Quoted passage:
The governor's essay in puzzlement was a TV moment, nevertheless. More jobs; more people in work; more chased from "dependency" by Iain Duncan Smith and his cheerleaders: so where are the wages, where the prosperity, where the sense that a perpetually stable United Kingdom extends its secure embrace to every honest citizen? Strip out the hokum of bonuses and you find a population crushed by prices and gouging.

What would you do about that? A Tory like Duncan Smith would inaugurate a benefits sanctions regime of unsurpassed callousness and strive to make the statistical nuisances disappear. It's a way to juggle mere numbers. The Daily Mail would approve and blessings would flow. Earnings would continue to stagnate, nevertheless, and reality, the daily sort, would persist. Tricky, that.

The latest version of the Labour Party would instead "make work pay" while building lots of houses. Fair enough, of itself. But rent control would make better sense, politically and economically. It would not be without precedent. It would be a simple and efficient way to allow working people to keep, as all such parties would have it, "more of their hard-earned money".

It would infuriate the City, however. It would amount to rank interference with a market and that, for Labour, would never do. There is no worse fate for the modern party than to be accused of socialism. (And before a party stalwart makes the point, placing an "upper limit" on rent increases is not going to do it, not remotely, ever, for those who can never buy or hope for social housing.)

Labour has rendered itself a hostage. Each sad, aching peroration from Ed Miliband shows a man who knows his own Sisyphean reality as, each day, the boulder of pragmatism thunders over his instincts. What should a Labour Party leader say to the fact that, each week, working people across this UK are having their wages skimmed?

Taking the logic of the living wage to a conclusion would find no favour with those who really matter in Labour's invisible electoral college. Ensuring that the scam of "productivity" is no longer used to justify poverty wages would not go down well. For anything to alter, the people who make those arguments would have to be challenged. An hourly rate of £7.65 ("elsewhere", as they say in London) enforced by law and rated annually? Who would object to that?

This United Kingdom is a place in which a junior Foreign Office minister can chuck the job because an £89,000 wage and £173,000 in expenses don't cover family life, in an acceptable way, in central London. It turns out that Mark Simmonds, the victim of that benefits regime, has no sense of irony, or taste. But his brief, irrelevant career offers a little allegory for being together in his UK.

Objectives:
A. Answer each question about the column on wages and the Labour Party:
(i) What does the column say would make better sense, politically and economically, than building lots of houses?
(ii) What hourly rate does it float as enforced by law and rated annually?
(iii) What sums did the junior Foreign Office minister find did not cover family life in central London?
B. Write the next few paragraphs of the column on wages and the Labour Party, following on from its final sentence.
Nothing in the items is needed.

Information given:
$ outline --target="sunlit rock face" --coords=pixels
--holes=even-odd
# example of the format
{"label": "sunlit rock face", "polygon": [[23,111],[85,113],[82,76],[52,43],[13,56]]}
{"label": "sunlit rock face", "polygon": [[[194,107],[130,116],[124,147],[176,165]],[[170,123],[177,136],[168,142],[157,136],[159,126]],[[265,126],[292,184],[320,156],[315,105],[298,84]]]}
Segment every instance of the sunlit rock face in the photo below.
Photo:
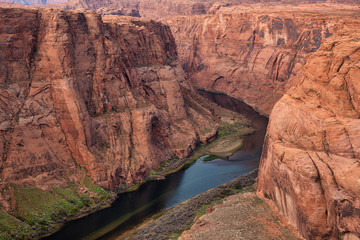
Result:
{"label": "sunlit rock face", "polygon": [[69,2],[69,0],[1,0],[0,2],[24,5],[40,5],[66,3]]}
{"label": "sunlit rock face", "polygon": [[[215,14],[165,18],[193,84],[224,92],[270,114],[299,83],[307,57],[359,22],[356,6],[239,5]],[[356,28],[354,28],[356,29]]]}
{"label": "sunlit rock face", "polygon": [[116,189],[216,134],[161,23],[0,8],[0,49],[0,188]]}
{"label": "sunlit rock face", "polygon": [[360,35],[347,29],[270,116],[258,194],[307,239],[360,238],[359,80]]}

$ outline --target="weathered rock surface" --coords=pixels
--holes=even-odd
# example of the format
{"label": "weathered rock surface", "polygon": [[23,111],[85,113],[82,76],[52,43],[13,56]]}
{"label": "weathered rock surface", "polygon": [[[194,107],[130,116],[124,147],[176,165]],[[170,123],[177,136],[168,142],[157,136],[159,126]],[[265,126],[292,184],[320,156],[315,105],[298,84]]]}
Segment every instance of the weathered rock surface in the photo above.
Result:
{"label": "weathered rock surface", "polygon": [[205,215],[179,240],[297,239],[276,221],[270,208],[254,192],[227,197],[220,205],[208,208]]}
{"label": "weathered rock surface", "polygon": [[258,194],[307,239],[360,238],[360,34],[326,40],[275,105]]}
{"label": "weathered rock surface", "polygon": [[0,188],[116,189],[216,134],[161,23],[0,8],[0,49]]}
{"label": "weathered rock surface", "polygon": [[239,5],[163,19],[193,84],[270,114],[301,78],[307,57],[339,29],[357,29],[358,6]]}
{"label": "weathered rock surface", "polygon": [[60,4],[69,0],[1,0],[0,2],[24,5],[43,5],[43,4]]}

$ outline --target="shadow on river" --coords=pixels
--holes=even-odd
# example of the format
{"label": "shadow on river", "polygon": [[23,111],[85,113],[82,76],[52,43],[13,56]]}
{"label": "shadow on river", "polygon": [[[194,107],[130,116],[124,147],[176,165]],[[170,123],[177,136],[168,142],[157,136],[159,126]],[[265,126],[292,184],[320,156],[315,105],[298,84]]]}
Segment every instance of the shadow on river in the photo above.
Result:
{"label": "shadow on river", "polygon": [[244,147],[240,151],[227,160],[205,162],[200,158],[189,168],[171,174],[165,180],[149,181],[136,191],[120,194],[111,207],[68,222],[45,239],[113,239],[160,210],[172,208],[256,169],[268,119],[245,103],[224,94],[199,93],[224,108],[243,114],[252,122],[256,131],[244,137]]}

Per-task outputs:
A.
(i) Rent control.
(ii) £7.65 ("elsewhere", as they say in London).
(iii) An £89,000 wage and £173,000 in expenses.

B.
Capitalism's big collapse was a disaster for most and an opportunity for some. The earning figures are proof. It was - continues to be - corporate Britain's chance to drive down wages and keep them down, to impoverish permanently that portion of the workforce otherwise known as the electorate. But when enough of those are in part-time, no-time, "self-employed", and on-a-whim jobs, you can claim, triumphantly, to have solved unemployment. You could run an economy by paying people a decent wage. When workers prosper, employers and exchequers prosper: this is not disputed. If you think that outcome is desirable, you could insist on it. You could stop affecting amazement over declining earnings while the work rate seems to increase and, perhaps, engage with reality. People who vote might be entitled to no less.

Britain long since ceased to be that sort of country. Baffled governors of the Bank of England still hold sway, yet matter only if they utter this week's magical spell for property-bubble mortgages. The politicians of Westminster don't dispute the voodoo of markets, or regard the poverty of working people as their first priority. Even the idea of a living wage is treated as radical.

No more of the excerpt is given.